PROBLEM TO SOLVE: Copy each of the following items character for character, with no changes.

INFORMATION PROVIDED:
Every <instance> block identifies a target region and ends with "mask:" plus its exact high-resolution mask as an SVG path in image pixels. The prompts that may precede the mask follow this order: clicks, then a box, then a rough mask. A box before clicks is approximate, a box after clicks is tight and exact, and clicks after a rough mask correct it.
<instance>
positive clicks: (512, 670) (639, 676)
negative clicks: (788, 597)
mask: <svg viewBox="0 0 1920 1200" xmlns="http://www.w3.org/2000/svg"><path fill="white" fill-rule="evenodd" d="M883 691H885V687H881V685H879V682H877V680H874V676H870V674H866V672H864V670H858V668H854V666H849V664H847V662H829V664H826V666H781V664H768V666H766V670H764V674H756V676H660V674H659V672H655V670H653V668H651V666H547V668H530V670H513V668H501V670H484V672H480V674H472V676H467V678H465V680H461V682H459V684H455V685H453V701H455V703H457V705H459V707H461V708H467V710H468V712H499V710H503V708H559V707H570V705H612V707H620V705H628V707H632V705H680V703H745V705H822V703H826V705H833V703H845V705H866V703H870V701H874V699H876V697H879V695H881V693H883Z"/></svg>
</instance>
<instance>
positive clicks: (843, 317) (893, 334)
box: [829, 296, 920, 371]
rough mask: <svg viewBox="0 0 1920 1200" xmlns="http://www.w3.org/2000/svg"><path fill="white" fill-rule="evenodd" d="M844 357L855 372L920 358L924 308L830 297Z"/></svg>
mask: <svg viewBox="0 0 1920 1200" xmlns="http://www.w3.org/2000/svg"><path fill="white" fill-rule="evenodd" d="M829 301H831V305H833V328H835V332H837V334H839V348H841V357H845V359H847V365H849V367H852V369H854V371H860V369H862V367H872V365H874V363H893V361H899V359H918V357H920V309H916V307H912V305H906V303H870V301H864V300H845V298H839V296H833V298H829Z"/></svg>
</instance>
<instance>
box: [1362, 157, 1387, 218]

RESPONSE TO THE TASK:
Every <instance> block identifies a target region and ends with "mask:" plus its exact high-resolution mask as an SVG path in image pixels. The prompts that may precede the mask follow this order: clicks, then a box, then a rough mask. A box before clicks is approximate, a box after clicks is tight and exact, and clicks after a rough mask correct it.
<instance>
positive clicks: (512, 670) (639, 676)
negative clicks: (788, 597)
mask: <svg viewBox="0 0 1920 1200" xmlns="http://www.w3.org/2000/svg"><path fill="white" fill-rule="evenodd" d="M883 691H885V687H881V685H879V682H877V680H874V676H870V674H866V672H864V670H858V668H854V666H849V664H847V662H829V664H826V666H781V664H768V666H766V670H764V674H756V676H660V674H659V672H655V670H653V668H651V666H547V668H530V670H513V668H501V670H484V672H480V674H472V676H467V678H465V680H461V682H459V684H455V685H453V701H455V703H457V705H459V707H461V708H467V710H468V712H499V710H503V708H559V707H570V705H612V707H620V705H628V707H632V705H680V703H745V705H822V703H826V705H833V703H845V705H866V703H870V701H874V699H876V697H879V695H881V693H883Z"/></svg>
</instance>
<instance>
positive clicks: (843, 317) (893, 334)
box: [829, 296, 920, 371]
rough mask: <svg viewBox="0 0 1920 1200" xmlns="http://www.w3.org/2000/svg"><path fill="white" fill-rule="evenodd" d="M844 357L855 372L920 358L924 308L830 297Z"/></svg>
mask: <svg viewBox="0 0 1920 1200" xmlns="http://www.w3.org/2000/svg"><path fill="white" fill-rule="evenodd" d="M829 301H831V305H833V328H835V332H837V334H839V348H841V357H845V359H847V365H849V367H852V369H854V371H860V369H862V367H872V365H874V363H893V361H899V359H918V357H920V309H916V307H912V305H906V303H870V301H864V300H845V298H839V296H833V298H829Z"/></svg>
</instance>
<instance>
box: [1362, 157, 1387, 218]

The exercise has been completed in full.